+++ RAW DATA +++
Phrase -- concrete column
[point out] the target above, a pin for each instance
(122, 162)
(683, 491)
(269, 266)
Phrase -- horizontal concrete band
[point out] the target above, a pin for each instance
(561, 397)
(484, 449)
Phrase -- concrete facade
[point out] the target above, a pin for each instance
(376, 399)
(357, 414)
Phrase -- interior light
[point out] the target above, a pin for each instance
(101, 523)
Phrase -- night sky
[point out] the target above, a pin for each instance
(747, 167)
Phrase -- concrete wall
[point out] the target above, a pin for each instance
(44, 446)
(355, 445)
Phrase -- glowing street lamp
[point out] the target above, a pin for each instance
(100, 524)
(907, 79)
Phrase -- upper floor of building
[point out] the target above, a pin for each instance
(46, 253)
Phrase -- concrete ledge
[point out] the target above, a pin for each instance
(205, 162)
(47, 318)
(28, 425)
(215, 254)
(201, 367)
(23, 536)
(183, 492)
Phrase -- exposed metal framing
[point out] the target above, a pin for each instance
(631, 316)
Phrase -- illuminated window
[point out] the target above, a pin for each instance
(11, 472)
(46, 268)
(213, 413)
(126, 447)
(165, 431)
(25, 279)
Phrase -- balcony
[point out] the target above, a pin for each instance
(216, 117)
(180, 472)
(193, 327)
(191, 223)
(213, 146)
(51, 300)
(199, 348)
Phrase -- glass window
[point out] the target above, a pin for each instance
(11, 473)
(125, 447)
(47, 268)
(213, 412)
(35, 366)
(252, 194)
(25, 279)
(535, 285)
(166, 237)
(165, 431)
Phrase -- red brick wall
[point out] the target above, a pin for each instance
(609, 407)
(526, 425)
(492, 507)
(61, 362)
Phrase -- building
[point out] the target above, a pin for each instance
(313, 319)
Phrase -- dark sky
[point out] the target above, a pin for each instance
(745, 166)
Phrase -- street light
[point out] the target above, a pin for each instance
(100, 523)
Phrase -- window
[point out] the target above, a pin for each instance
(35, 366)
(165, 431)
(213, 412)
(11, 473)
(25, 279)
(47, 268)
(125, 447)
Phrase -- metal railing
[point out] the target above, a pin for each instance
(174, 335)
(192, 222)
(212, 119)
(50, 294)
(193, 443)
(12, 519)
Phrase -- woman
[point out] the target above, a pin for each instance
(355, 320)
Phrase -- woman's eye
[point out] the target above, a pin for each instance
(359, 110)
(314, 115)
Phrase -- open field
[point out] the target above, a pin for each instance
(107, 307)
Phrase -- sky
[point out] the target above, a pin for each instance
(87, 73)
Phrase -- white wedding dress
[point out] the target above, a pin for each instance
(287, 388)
+++
With no line omitted, copy all the data exactly.

**ANSWER SECTION:**
Phrase -- concrete column
[point out] the target above, a pin for each instance
(122, 162)
(683, 491)
(269, 266)
Phrase -- horizontal concrete band
[point out] the target above, a pin for each instance
(561, 397)
(484, 449)
Phrase -- concrete facade
[point out] the target above, a pin for each instance
(376, 399)
(357, 414)
Phrase -- interior light
[point out] the target above, a pin for each instance
(101, 523)
Phrase -- night sky
[point out] the target above, a pin for each instance
(747, 167)
Phrase -- concrete wall
[point out] the target above, a pin for each instance
(44, 446)
(355, 445)
Phrase -- glowing street lamp
[point out] the target above, a pin for each instance
(100, 524)
(907, 79)
Phrase -- upper floor of building
[point out] the target above, a pin for each instance
(46, 253)
Phrase -- concrete ledge
[point out] the target above, a pin for each instance
(205, 162)
(47, 318)
(28, 425)
(215, 254)
(201, 367)
(23, 536)
(183, 492)
Phrase -- exposed metal framing
[point out] the target above, a pin for each instance
(631, 316)
Phrase -- illuminated window
[point out] the target above, a pin for each instance
(11, 472)
(46, 268)
(213, 413)
(126, 447)
(165, 431)
(25, 279)
Phrase -- balcony
[point out] the target above, a pin for each instance
(216, 117)
(180, 472)
(193, 327)
(191, 223)
(213, 146)
(51, 300)
(199, 348)
Phrase -- glass window
[point out] the target above, a pin for each instance
(11, 473)
(125, 447)
(47, 268)
(213, 412)
(35, 366)
(252, 194)
(25, 279)
(535, 285)
(166, 237)
(165, 431)
Phrase -- red brick wall
[point out] the target above, a pin for each instance
(609, 407)
(526, 425)
(492, 507)
(61, 362)
Phrase -- building
[point out] the target above, a pin for each instance
(313, 319)
Phrase -- dark sky
[point out] the target above, a pin for each instance
(745, 166)
Phrase -- street light
[point out] the target above, a pin for each instance
(100, 523)
Phrase -- window
[point out] the target above, a pin for each instance
(35, 366)
(165, 431)
(213, 412)
(11, 473)
(25, 279)
(47, 268)
(125, 447)
Phrase -- metal railing
[point out] the target above, a pin for each instance
(174, 335)
(192, 222)
(212, 119)
(50, 294)
(193, 443)
(12, 519)
Phrase -- woman
[point out] the target above, a pin for each instance
(355, 320)
Phrase -- woman's eye
[point out] the target above, a pin for each instance
(359, 110)
(314, 115)
Phrase -- open field
[point out] the target above, a pin for each instance
(107, 307)
Phrase -- sky
[point out] the target above, a pin for each instance
(87, 73)
Phrase -- white wedding dress
[point out] the target above, a pin for each instance
(287, 388)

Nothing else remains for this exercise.